● **YOUR INSTRUCTIONS**
Using the data beneath this instruction, retype only the lines from the one that contains "Target: green shrub" down to the one that contains "Target: power line", both included, exactly as they appear.

● **RECORDS TO USE**
▬▬▬▬▬▬▬▬▬▬
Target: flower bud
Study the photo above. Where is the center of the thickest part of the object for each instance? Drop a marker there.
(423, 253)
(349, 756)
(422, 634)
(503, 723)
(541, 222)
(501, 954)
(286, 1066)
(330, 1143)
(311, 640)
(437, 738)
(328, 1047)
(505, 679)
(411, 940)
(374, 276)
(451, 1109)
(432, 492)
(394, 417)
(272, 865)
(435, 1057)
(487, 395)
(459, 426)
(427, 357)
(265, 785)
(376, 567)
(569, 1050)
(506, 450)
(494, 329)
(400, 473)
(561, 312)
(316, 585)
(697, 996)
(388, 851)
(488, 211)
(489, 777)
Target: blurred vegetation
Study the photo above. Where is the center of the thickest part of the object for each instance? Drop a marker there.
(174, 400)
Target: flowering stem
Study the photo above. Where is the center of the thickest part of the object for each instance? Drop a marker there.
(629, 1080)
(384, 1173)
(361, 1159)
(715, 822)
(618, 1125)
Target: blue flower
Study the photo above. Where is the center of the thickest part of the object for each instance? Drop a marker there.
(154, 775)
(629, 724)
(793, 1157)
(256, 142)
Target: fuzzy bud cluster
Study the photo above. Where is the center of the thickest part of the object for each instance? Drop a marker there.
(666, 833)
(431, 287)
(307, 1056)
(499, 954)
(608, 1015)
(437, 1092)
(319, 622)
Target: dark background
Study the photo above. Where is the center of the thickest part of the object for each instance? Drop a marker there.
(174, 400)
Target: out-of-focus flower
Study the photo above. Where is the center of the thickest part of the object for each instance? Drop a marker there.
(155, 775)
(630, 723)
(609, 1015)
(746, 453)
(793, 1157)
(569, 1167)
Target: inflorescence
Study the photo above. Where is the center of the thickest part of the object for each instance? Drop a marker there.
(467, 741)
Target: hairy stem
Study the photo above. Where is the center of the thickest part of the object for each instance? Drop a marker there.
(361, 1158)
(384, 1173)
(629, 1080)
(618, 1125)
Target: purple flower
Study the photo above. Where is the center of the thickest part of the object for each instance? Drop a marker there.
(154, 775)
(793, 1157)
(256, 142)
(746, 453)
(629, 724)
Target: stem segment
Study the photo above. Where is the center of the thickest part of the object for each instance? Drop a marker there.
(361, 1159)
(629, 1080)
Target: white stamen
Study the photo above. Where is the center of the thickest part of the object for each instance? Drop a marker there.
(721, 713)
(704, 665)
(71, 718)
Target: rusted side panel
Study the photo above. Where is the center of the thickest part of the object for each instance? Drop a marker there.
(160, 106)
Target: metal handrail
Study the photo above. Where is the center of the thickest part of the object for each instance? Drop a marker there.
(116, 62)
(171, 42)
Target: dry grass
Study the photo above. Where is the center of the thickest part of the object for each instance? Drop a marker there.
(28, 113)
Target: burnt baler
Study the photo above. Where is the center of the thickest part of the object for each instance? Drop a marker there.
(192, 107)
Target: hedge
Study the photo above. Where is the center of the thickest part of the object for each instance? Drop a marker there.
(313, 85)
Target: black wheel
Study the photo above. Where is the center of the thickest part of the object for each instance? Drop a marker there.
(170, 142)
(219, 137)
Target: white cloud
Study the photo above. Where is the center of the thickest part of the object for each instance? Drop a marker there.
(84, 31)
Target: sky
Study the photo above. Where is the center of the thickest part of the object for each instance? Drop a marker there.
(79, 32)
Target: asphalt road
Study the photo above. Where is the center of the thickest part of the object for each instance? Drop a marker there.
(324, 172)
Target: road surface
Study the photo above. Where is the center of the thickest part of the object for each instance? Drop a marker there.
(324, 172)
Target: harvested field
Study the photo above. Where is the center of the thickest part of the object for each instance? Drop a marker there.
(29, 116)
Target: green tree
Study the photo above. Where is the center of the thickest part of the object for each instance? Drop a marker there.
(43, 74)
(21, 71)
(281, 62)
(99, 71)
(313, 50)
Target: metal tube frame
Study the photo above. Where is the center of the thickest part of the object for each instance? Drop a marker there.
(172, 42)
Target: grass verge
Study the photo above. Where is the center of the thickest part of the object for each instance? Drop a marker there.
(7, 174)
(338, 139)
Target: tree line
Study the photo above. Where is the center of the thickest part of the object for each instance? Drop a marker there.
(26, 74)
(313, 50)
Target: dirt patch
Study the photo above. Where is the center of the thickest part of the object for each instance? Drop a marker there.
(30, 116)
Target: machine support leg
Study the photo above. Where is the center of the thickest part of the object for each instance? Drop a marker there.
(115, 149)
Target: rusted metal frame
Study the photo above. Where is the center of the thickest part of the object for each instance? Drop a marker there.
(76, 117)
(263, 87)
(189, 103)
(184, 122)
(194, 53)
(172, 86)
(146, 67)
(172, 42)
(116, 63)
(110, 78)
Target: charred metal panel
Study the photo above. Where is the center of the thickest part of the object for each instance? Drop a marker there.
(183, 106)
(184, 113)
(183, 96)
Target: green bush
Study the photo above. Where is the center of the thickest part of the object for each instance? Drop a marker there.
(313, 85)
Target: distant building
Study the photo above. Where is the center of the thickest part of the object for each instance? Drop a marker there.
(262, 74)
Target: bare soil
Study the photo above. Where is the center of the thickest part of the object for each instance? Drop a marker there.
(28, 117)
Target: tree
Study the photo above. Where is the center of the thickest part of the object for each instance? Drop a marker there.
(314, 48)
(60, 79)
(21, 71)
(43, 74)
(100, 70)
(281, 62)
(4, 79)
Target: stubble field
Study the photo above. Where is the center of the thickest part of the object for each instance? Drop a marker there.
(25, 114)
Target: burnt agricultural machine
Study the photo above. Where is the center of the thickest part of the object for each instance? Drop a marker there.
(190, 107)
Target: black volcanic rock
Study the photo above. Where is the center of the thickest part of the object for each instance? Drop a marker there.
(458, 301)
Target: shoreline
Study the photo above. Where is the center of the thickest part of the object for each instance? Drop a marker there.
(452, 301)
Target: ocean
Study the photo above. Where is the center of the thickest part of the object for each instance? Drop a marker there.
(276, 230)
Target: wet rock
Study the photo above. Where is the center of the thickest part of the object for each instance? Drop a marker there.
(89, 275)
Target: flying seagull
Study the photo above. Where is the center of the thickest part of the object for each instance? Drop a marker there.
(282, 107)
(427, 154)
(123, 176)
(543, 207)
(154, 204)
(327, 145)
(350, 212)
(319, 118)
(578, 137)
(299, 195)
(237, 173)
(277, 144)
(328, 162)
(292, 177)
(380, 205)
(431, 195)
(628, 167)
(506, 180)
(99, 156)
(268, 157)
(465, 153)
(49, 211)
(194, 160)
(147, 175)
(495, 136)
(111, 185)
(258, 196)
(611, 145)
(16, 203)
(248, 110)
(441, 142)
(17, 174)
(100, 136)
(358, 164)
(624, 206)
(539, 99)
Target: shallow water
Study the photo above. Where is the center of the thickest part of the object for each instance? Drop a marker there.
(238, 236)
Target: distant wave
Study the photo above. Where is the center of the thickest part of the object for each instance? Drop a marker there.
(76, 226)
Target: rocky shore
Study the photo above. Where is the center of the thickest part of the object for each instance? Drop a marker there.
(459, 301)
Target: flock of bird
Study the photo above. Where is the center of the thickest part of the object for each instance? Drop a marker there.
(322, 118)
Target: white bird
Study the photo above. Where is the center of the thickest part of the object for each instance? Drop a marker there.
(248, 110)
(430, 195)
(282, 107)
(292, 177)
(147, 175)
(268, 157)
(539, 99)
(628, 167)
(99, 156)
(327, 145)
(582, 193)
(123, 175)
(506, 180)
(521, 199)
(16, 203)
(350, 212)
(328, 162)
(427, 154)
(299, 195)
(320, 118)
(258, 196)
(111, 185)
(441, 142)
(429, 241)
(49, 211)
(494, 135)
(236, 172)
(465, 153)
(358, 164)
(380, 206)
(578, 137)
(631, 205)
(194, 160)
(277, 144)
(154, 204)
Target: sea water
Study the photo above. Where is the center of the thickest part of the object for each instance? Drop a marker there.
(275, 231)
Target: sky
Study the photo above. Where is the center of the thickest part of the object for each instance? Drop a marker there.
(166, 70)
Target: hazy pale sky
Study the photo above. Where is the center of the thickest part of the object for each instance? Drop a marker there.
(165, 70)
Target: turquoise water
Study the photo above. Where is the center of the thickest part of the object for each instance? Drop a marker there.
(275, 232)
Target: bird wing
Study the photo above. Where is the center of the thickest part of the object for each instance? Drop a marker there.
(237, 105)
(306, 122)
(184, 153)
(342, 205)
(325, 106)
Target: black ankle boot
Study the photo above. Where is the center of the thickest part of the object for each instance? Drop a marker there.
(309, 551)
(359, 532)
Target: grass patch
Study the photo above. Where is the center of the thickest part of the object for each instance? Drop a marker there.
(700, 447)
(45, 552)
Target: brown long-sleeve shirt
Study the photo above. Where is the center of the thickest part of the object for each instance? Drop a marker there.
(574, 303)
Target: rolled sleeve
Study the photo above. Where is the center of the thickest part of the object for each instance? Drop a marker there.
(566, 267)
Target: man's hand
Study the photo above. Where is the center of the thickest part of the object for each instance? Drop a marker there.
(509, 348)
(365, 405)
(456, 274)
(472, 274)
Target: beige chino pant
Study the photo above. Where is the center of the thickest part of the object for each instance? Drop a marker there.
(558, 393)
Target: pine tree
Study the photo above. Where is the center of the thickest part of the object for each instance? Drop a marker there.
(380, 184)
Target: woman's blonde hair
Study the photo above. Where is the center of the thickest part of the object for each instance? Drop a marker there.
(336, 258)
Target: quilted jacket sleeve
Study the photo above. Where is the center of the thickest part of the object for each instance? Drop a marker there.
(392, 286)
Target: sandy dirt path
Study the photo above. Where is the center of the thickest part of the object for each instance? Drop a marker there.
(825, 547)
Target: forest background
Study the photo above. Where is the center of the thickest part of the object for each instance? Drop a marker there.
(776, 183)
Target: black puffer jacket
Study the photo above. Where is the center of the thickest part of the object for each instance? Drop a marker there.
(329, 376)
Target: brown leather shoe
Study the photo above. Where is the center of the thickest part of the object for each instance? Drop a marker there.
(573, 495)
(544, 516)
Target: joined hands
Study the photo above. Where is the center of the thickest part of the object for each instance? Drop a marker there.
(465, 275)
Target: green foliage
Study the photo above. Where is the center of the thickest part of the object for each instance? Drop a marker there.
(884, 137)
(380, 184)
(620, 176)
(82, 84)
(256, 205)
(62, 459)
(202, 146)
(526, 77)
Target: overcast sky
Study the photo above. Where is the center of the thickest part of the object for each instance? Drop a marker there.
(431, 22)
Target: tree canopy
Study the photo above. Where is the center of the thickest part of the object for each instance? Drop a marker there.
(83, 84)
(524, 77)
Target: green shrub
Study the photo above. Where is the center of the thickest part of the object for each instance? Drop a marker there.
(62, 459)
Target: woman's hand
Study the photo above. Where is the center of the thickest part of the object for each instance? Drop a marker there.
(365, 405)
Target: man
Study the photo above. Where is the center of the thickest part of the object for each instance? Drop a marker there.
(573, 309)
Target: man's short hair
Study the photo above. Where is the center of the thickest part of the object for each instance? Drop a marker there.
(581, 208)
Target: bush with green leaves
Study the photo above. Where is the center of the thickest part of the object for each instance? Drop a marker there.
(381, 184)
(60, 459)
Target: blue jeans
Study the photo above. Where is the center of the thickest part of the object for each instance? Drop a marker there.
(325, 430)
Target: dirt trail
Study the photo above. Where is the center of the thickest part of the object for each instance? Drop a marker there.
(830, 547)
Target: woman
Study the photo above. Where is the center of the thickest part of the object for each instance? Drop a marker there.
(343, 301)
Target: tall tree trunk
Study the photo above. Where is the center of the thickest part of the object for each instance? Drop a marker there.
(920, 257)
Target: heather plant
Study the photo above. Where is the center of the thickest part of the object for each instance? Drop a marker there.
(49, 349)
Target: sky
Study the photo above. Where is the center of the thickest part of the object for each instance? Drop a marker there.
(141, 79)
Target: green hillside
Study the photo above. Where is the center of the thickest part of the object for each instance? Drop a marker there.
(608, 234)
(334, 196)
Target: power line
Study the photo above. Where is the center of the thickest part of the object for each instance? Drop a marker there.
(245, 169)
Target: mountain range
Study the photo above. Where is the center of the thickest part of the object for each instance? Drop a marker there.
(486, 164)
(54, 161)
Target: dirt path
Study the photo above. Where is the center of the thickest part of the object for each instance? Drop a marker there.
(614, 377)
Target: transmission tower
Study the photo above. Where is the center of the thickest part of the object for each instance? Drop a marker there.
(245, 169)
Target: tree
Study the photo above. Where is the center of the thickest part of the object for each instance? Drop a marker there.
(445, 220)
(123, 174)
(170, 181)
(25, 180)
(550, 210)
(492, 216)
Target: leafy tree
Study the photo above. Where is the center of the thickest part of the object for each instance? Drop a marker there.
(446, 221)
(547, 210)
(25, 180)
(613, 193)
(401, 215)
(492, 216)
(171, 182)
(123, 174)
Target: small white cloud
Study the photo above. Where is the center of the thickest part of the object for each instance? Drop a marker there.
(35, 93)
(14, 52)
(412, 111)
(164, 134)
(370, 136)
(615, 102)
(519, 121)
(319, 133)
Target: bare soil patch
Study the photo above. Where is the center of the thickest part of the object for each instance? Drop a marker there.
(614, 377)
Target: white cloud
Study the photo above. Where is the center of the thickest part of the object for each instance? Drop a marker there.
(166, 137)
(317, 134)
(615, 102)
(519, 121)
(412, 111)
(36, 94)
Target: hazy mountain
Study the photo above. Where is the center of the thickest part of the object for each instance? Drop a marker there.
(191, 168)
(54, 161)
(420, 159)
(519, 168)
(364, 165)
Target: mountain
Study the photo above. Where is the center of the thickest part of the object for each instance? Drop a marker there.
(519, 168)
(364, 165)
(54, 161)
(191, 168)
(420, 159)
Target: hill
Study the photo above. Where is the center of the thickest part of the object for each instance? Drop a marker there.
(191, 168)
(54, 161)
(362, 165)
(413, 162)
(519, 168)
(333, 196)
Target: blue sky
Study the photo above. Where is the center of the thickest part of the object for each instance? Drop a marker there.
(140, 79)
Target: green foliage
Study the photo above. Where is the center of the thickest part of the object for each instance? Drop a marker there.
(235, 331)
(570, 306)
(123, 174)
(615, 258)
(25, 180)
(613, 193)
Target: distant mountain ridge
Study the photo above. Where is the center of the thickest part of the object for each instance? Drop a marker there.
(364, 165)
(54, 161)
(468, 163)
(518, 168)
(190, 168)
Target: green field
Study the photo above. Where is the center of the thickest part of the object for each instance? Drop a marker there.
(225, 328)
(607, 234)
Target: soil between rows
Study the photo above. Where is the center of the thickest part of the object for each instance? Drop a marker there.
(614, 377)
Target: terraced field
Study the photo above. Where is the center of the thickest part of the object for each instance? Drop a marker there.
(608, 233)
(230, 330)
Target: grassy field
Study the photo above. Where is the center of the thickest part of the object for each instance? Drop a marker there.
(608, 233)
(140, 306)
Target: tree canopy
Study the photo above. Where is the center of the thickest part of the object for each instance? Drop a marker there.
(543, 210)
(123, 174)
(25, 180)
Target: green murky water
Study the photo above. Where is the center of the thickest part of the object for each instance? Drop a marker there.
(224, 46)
▬▬▬▬▬▬▬▬▬▬
● **SOLUTION TO THE PROBLEM**
Target: green shrub
Study the photo above. Where is the center of the thickest part of the object for each instance? Drop a marker there.
(62, 459)
Target: woman's hand
Study the photo above. Where is the center of the thickest part of the object for each instance? Drop a marker there.
(365, 405)
Target: man
Study the photo above. Where is the center of the thickest part of the object for each instance? Drop a marker there.
(573, 309)
Target: man's short hair
Study the photo above. Where is the center of the thickest part of the object for each instance? Drop a marker there.
(581, 208)
Target: bush with green leaves
Study the photo above. Where is the center of the thickest part of the object for each instance? Drop a marker there.
(381, 184)
(60, 459)
Target: blue jeans
Study the photo above. Where is the center of the thickest part of the object for each instance? Drop a marker there.
(325, 430)
Target: dirt trail
Study the photo above. Where is the center of the thickest part of the object for each instance? Drop a marker there.
(830, 547)
Target: woman
Study the photo above. Where is the center of the thickest part of the object for each instance? Drop a marker there.
(343, 301)
Target: tall tree trunk
Study the photo above. Where is the center of the thickest part of the object for each instance? Drop a marker there.
(920, 257)
Target: heather plant
Study the photo above. Where is the center of the thickest part of the object for each instance? Drop a marker there.
(49, 349)
Target: sky
Study the photo above. Where is the center of the thickest part of the object for each instance? Drop a marker there.
(141, 79)
Target: green hillside
Study the photo above. Where is the center of the thickest part of the object for each instance? Drop a marker there.
(608, 234)
(334, 196)
Target: power line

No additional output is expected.